= OPDRACHTEN =
• a. Vertaal deze zin uit de tekst over de late diagnose in het Engels: "Ik kreeg de grootste schrik van mijn leven: ik had Non Hodgkin Lymfoom."
• b. Geef het stuk uit de tekst over de late diagnose letterlijk weer, van "Gepubliceerd: 12 december" tot en met "niet voldoende hielp.".

= STUDIETEKST =
---
Late diagnose

Gepubliceerd: 12 december 2016

Ik ben een vrouw van 44 jaar met hiv. Twintig jaar geleden kreeg ik symptomen van trombocytopenie: mijn bloed stolde niet meer. Ik moest twee jaar aan de Prednison. Na twee jaar kwam de arts tot de conclusie dat de Prednison niet voldoende hielp.

bloedcellenToen is mijn milt operatief verwijderd. Normaal gesproken is trombocytopenie erfelijk, maar ik was er niet mee geboren en niemand in onze familie heeft het. Het was een raadsel hoe ik er aan kwam.

Door de jaren heen had ik hardnekkige virusinfecties, zoals een voorhoofdsholteontsteking die 3 maanden aanhield. Toen dat voorbij was kreeg ik verscheidene poliepen en werden onrustige cellen in de baarmoeder ontdekt. Ik had eigenlijk het idee dat het normaal was dat je altijd sukkelde met je gezondheid vanwege een verlaagde weerstand door die miltverwijdering. Op mijn 36ste werd besloten om mijn baarmoeder helemaal te verwijderen, na vele behandelingen van zogeheten onrustige cellen vanwege HPV. Gordelroos overviel mij op mijn 38ste en ook dat was langdurig en erg moeilijk te bestrijden.

Begin vorig jaar verloor ik 15 kilo, volgens de huisarts vanwege een spastische dikke darm. Na een half jaar medicijnen ging het alleen maar slechter en eindelijk werd er bloed afgenomen om te kijken of er meer aan de hand was. Ik kreeg de grootste schrik van mijn leven: ik had Non Hodgkin Lymfoom.

Een maand na de diagnose begon een lange en zware tijd van chemokuren. Na de vierde kuur besloot mijn hematoloog mijn bloed te testen op hiv en je raadt het al: het was positief! Had al deze lichamelijke – en geestelijke - ellende mij nu bespaard kunnen blijven? Ik denk het wel. Deze diagnose had twintig jaar eerder gesteld kunnen worden.
---
= GETOONDE REGELS =
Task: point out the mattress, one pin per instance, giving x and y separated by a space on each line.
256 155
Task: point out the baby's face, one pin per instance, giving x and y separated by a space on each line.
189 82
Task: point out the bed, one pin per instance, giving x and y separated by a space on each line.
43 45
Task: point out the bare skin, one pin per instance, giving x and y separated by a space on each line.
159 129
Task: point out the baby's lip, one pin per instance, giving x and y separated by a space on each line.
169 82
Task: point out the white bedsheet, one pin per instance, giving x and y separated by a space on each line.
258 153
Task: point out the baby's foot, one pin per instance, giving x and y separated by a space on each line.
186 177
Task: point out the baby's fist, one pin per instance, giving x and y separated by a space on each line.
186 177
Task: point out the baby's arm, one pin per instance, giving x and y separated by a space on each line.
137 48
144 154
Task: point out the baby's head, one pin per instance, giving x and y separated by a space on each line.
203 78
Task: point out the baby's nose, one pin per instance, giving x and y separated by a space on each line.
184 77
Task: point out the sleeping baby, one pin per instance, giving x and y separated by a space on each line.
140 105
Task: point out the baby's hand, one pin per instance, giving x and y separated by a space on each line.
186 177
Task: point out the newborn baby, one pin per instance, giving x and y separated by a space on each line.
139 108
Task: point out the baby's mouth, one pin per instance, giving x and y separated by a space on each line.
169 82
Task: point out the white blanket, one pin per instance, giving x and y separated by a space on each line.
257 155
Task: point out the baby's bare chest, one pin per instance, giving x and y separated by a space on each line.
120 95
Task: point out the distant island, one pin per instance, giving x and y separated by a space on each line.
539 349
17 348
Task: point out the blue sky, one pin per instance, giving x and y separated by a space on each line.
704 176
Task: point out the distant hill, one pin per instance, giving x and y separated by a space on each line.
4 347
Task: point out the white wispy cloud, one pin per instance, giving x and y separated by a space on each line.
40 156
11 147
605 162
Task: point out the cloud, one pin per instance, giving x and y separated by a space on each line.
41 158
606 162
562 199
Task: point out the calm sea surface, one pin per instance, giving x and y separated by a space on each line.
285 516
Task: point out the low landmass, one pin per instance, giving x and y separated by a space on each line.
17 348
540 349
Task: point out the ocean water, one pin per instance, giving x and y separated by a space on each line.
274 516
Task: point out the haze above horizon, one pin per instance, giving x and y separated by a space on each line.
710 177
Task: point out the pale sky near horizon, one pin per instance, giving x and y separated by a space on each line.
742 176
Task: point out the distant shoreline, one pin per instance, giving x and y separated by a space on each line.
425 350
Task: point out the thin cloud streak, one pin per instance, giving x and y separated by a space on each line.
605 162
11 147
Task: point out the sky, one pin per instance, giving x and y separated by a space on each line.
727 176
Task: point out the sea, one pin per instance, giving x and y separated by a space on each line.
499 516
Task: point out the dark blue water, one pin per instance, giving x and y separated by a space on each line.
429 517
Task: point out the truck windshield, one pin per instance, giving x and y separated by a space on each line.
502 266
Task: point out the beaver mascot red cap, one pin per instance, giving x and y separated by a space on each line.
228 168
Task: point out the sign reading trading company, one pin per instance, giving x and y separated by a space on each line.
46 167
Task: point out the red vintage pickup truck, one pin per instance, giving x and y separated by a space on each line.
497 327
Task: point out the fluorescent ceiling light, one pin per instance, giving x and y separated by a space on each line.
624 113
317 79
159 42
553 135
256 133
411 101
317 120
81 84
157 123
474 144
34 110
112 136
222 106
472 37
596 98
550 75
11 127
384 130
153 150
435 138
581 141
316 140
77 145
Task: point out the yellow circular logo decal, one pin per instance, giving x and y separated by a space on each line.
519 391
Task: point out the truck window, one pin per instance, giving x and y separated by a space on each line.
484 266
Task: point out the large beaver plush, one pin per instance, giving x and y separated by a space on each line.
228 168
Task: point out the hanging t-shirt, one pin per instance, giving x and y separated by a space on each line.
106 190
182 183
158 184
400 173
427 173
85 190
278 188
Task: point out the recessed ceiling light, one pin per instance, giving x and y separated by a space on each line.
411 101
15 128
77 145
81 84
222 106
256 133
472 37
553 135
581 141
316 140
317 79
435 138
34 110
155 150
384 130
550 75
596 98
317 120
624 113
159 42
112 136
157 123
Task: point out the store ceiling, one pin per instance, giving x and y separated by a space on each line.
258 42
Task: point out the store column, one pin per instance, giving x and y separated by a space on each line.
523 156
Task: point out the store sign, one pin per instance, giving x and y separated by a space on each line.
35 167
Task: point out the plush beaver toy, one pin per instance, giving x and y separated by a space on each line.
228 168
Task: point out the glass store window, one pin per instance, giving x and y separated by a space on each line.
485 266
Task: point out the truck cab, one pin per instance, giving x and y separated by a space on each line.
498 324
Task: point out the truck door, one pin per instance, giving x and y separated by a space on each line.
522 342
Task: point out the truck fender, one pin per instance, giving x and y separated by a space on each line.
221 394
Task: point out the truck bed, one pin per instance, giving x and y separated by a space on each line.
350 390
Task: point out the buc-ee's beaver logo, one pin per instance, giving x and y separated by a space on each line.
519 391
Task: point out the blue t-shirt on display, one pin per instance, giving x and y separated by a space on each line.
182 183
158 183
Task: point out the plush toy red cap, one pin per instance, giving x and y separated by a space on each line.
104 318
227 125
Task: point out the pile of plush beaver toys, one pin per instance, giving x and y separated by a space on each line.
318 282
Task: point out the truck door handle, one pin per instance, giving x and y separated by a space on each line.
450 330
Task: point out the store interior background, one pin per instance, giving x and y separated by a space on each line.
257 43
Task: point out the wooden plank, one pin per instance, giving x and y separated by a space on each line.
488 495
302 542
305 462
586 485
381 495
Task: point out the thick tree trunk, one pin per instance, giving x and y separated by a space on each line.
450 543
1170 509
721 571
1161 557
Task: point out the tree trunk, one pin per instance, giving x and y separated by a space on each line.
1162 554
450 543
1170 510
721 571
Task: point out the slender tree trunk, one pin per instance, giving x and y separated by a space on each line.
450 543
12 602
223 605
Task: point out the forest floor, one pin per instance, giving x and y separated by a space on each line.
---
= UITWERKINGEN =
• a. I got the biggest scare of my life: I had non-Hodgkin lymphoma.

• b.
Gepubliceerd: 12 december 2016

Ik ben een vrouw van 44 jaar met hiv. Twintig jaar geleden kreeg ik symptomen van trombocytopenie: mijn bloed stolde niet meer. Ik moest twee jaar aan de Prednison. Na twee jaar kwam de arts tot de conclusie dat de Prednison niet voldoende hielp.